>> BEGIN Information provided
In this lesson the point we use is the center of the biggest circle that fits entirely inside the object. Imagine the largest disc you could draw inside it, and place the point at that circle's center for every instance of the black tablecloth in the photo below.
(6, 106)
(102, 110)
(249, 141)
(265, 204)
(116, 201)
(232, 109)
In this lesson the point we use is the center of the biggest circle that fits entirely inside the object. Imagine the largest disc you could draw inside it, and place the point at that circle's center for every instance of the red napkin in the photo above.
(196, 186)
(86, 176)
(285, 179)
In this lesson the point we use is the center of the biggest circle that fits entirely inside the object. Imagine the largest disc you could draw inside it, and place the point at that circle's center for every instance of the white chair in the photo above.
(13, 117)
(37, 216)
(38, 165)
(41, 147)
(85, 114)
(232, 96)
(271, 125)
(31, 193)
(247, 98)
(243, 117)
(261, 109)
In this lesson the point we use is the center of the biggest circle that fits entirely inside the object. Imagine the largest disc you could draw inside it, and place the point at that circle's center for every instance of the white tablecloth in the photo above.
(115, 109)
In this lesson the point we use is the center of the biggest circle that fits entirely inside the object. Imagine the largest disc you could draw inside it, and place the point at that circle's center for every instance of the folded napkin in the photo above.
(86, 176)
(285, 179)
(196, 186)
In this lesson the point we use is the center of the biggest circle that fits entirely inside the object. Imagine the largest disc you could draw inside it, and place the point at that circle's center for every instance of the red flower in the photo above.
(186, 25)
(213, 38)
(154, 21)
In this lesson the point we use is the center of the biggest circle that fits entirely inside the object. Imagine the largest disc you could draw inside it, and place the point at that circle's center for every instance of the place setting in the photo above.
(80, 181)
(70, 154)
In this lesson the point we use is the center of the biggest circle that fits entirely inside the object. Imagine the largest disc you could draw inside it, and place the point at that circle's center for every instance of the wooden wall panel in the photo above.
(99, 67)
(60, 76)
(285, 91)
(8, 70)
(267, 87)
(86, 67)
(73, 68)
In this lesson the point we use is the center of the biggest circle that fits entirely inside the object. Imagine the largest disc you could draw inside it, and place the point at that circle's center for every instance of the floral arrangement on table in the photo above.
>> END Information provided
= Prompt =
Transcribe every entry exactly.

= The completed task =
In this lesson the point we use is the center of the biggest circle that fits entirely inside the object. Imagine the largest disc you could draw inside it, and place the point at that circle's center for every instance of the black tablecloth in the photo below.
(6, 106)
(102, 110)
(249, 141)
(265, 204)
(116, 201)
(232, 109)
In this lesson the point we use is the center of the biggest circle that fits entirely inside the object. Imagine the largest disc you could draw inside it, and place the point at that circle's center for every instance of the red napkin in the photo above.
(196, 186)
(86, 176)
(285, 179)
In this lesson the point we use is the center of the biggest circle that fits entirely inside the object. Imagine the largest disc you could draw inside it, and place the point at that circle's center for every instance of the white chair in the photo above.
(13, 117)
(37, 216)
(38, 165)
(41, 147)
(85, 114)
(232, 96)
(271, 125)
(31, 193)
(247, 98)
(243, 117)
(261, 109)
In this lesson the point we use is the center of the biggest circle that fits entirely inside the object. Imagine the largest disc you could draw inside it, and place the point at that circle's center for every instance of the white tablecloth in the photo above.
(115, 109)
In this lesson the point we use is the center of the biggest circle that fits entirely inside the object. Imagine the largest disc you could draw inside it, and place the point at that circle's center for every instance of the folded napkin in the photo above.
(86, 176)
(285, 179)
(196, 186)
In this lesson the point we use is the center of the biggest circle that fits entirely inside the object. Imagine the largest disc you could draw inside it, and place the point at that circle's center for every instance of the red flower in the photo above.
(186, 25)
(213, 38)
(154, 21)
In this lesson the point we use is the center of the biggest circle that fits entirely inside the object. Imagine the largest disc you could draw inside it, and place the point at that circle's center for every instance of the place setting in the photo above.
(80, 181)
(70, 154)
In this lesson the point we use is the center of the biggest circle that fits entirely inside the object. Imagine the largest disc you could draw inside it, and place the point at that circle's center for every instance of the wooden wall panel in the photo above.
(99, 67)
(60, 76)
(285, 91)
(8, 70)
(267, 87)
(86, 67)
(73, 68)
In this lesson the point we use is the center of the biggest circle that fits entirely inside the object. Imagine the largest disc you could draw inside it, and place the point at that circle's center for every instance of the floral arrangement on table in the photo above.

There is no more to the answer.